» THE INPUT:
______________________________
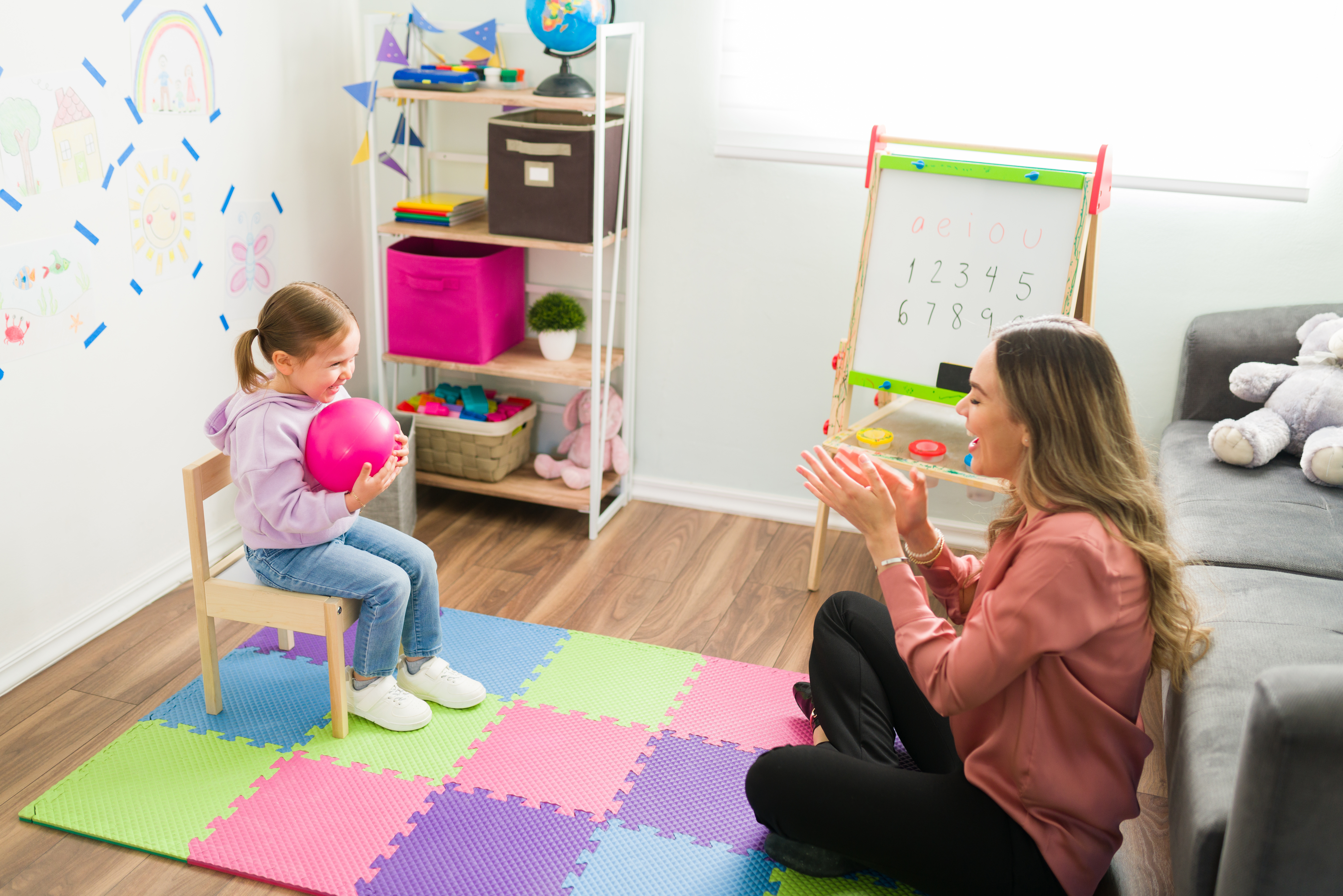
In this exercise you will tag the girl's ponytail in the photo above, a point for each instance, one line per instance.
(296, 320)
(249, 377)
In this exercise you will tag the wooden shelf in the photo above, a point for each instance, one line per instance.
(479, 232)
(496, 97)
(523, 484)
(524, 362)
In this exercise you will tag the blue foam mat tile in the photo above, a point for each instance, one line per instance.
(499, 654)
(640, 862)
(269, 702)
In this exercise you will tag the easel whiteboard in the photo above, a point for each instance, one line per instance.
(955, 249)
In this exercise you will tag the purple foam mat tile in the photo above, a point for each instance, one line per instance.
(468, 843)
(698, 789)
(307, 647)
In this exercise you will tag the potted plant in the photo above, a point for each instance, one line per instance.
(557, 320)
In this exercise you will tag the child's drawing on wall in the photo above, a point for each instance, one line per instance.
(174, 70)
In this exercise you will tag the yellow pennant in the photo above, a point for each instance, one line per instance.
(363, 152)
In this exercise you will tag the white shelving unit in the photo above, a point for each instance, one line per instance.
(592, 366)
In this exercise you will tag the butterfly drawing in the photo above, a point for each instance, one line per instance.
(252, 268)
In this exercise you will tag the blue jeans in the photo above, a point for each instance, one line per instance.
(393, 574)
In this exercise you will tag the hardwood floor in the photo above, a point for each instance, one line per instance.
(708, 582)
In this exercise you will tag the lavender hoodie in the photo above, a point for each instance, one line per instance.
(280, 504)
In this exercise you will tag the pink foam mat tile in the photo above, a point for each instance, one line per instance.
(546, 757)
(314, 827)
(738, 703)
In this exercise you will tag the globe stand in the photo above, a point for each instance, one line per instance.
(565, 83)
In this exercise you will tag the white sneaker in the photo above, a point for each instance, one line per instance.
(387, 706)
(441, 683)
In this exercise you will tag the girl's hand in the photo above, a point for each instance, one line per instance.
(402, 453)
(910, 494)
(370, 487)
(868, 504)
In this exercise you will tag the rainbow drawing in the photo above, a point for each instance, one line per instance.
(164, 25)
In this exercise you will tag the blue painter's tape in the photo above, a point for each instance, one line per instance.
(93, 72)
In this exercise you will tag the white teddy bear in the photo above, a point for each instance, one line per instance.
(1303, 408)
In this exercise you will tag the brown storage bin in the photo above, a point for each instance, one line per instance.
(472, 449)
(542, 174)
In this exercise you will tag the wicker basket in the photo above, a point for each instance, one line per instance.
(471, 449)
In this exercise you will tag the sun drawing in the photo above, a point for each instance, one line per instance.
(162, 217)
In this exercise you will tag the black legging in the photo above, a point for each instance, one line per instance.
(931, 829)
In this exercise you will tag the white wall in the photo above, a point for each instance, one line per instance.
(749, 272)
(93, 441)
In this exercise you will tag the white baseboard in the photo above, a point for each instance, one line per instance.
(108, 612)
(962, 537)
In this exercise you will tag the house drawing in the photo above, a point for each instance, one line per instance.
(76, 136)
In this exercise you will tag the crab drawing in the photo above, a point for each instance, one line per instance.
(15, 332)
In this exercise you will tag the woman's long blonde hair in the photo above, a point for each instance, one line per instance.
(1063, 383)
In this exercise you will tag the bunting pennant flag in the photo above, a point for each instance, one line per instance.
(399, 138)
(391, 163)
(422, 23)
(391, 52)
(363, 93)
(483, 35)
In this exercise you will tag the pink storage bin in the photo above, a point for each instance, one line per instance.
(451, 302)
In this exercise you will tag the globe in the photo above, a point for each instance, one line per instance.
(567, 26)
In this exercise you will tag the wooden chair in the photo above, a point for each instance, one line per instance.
(229, 590)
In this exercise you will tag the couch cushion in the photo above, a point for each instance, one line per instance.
(1215, 344)
(1260, 620)
(1271, 518)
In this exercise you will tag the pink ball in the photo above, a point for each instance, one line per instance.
(344, 437)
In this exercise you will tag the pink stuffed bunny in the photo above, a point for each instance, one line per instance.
(577, 469)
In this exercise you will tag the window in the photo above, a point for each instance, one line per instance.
(1231, 99)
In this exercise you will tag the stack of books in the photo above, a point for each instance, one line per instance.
(442, 210)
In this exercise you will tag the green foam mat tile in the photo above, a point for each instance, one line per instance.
(154, 788)
(793, 883)
(434, 752)
(624, 680)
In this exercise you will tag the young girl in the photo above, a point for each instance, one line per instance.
(303, 538)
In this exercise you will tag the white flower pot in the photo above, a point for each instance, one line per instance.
(558, 346)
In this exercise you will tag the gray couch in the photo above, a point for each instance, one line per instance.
(1255, 742)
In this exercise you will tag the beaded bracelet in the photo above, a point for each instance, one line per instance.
(925, 559)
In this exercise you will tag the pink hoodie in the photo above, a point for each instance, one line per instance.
(280, 504)
(1044, 684)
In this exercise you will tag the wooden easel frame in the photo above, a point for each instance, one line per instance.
(839, 429)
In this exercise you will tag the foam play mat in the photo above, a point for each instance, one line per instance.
(595, 768)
______________________________
Shift every coordinate in the answer points by adding 36 to each number. Begin at the row that has "In this exercise you will tag the stack", stop after the last row, and write each of those rows out again with nothing else changed.

» ANSWER TO THIS TASK:
In this exercise you will tag the stack of books in the photo above, a point for each instance, one line per instance.
(478, 246)
In this exercise you will tag the green foam mat tile in the photo above, a point for each instance, one line per instance.
(190, 824)
(829, 919)
(470, 788)
(660, 716)
In this exercise you will tag the young girl in the photo above, a point for each instance, one line per instance.
(339, 574)
In this exercise you will tag the white flower pot in the photo above, a point for each instance, one line per instance.
(594, 382)
In this exercise you will tag the gray couch in the photo above, a point for each instance, one line per instance.
(1291, 778)
In this exercise you will tag the beaded bracelet in the photo above, a point for each instance, one line per instance.
(961, 595)
In this exercise you will tag the pink hoodie in the photo above, a point for each instance, one line per instance.
(316, 540)
(1080, 720)
In this exercise you will tag the wooden easel frame in the photo above, a point for each instance, one line per instance.
(875, 465)
In this exercise you will tag the foam play mat in the photo above, a point for each instance, one line per instance.
(631, 804)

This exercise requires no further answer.